### The data ###
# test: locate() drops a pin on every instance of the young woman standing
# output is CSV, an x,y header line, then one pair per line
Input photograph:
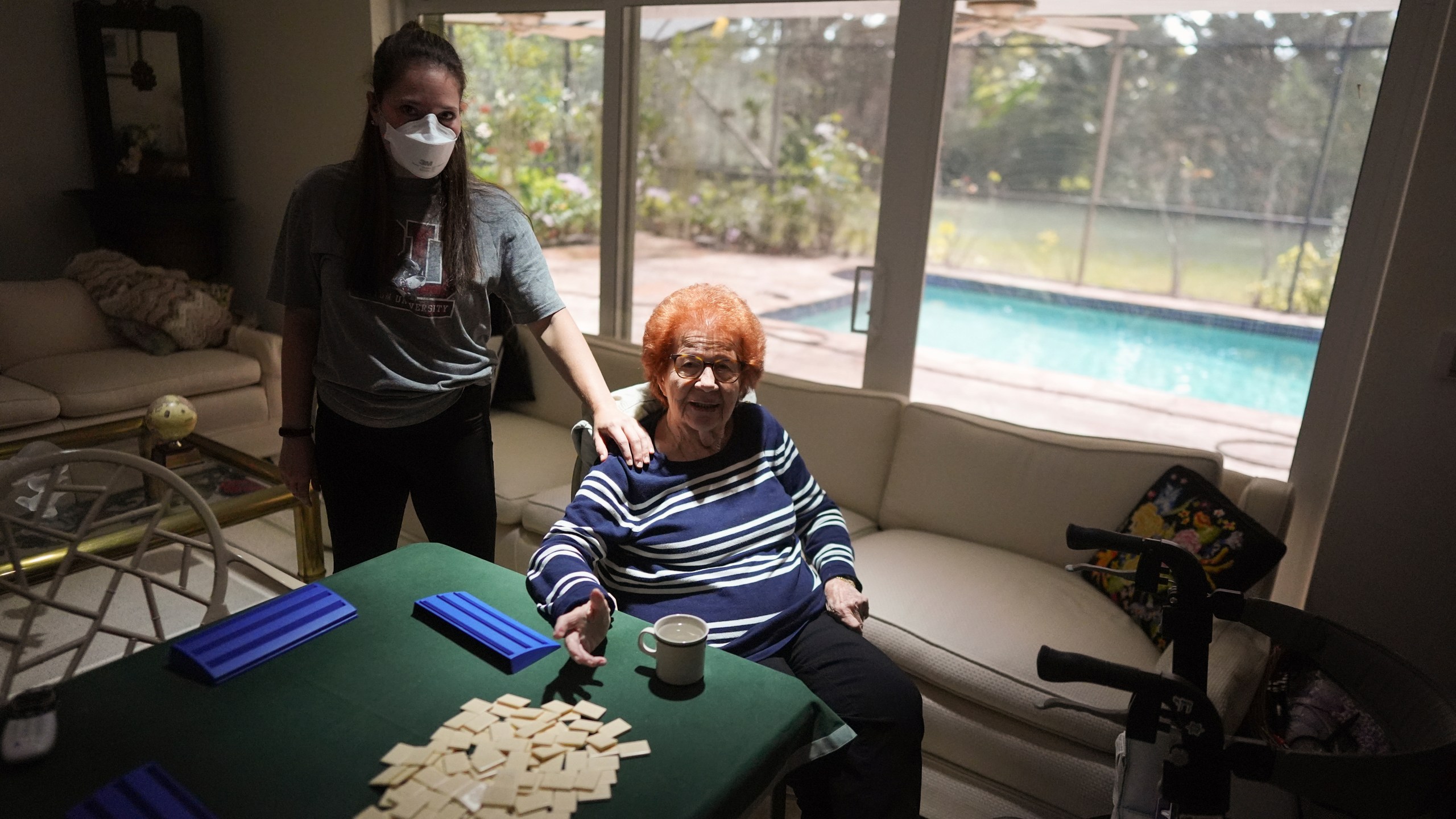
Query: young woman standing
x,y
383,268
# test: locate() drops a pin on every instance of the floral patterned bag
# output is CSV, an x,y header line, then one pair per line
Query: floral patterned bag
x,y
1186,509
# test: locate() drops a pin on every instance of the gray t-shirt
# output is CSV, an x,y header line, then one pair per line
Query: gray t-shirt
x,y
401,356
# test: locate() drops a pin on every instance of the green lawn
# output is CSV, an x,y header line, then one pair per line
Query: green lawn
x,y
1222,258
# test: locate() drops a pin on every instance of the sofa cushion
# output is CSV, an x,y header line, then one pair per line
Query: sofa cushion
x,y
846,436
110,381
22,404
1015,487
531,457
48,318
555,401
1057,771
970,618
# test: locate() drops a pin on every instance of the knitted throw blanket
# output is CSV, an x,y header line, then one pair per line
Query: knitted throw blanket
x,y
194,314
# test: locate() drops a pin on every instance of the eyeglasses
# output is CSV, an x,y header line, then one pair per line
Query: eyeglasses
x,y
690,367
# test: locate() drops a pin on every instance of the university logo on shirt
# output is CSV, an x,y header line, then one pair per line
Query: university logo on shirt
x,y
420,284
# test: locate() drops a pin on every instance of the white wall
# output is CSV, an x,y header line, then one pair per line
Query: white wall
x,y
1387,561
43,149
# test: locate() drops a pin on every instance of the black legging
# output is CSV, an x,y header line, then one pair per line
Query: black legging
x,y
445,464
877,776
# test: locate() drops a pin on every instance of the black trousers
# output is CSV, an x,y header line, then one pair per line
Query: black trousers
x,y
445,464
877,776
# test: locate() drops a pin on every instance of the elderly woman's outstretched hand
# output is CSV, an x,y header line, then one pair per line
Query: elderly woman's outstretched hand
x,y
848,604
584,627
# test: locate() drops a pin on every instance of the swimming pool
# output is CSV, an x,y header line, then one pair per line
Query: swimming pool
x,y
1215,363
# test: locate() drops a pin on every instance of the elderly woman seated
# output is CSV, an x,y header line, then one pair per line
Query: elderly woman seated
x,y
727,524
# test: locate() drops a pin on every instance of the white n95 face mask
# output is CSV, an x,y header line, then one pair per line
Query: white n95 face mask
x,y
423,146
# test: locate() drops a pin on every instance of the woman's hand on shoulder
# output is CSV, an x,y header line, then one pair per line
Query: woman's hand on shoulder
x,y
848,604
583,628
634,442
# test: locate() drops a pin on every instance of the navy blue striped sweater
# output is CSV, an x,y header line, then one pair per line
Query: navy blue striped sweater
x,y
740,538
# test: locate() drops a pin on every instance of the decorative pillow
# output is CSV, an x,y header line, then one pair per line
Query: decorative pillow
x,y
193,314
143,336
1184,507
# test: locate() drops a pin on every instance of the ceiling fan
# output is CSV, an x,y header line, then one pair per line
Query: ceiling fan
x,y
535,22
999,18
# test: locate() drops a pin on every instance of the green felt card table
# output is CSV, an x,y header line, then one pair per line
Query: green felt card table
x,y
302,734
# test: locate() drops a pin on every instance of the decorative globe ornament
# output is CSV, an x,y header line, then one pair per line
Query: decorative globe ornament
x,y
171,419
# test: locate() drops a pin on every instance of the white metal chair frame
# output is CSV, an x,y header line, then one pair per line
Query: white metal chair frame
x,y
154,534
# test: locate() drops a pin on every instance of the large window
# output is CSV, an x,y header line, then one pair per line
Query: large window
x,y
1138,239
1135,222
759,151
533,121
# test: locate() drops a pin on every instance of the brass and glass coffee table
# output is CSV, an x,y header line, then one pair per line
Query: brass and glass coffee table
x,y
238,487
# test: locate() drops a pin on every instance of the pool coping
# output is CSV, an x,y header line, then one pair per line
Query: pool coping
x,y
1301,330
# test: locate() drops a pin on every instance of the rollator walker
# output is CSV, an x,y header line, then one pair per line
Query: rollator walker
x,y
1173,760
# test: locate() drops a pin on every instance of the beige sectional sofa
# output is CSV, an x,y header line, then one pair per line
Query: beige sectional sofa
x,y
60,369
957,524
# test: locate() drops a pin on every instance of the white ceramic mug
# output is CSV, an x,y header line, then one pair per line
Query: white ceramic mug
x,y
680,644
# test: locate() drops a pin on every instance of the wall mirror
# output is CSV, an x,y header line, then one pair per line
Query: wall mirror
x,y
142,84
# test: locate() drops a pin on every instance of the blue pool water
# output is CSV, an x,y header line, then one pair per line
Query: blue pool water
x,y
1213,363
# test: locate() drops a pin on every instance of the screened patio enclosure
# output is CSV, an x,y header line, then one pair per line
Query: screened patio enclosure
x,y
1126,229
###
### Goal of the exercise:
Could you reproduce exactly, and only, the lines from the start of the records through the line containing "the gray t-shirt", leaving out the pictures?

### Result for this task:
# test: locate() drops a pin on every instance of the young woman standing
# output is CSV, an x,y header line, then one pair per line
Input photograph:
Query: young woman standing
x,y
383,268
# test: locate() drops a pin on every instance of the floral patterned bag
# output is CSV, an x,y header line, then one pair per line
Query: floral patterned bag
x,y
1186,509
# test: locate() drops a pin on every instance of the gray t-shirt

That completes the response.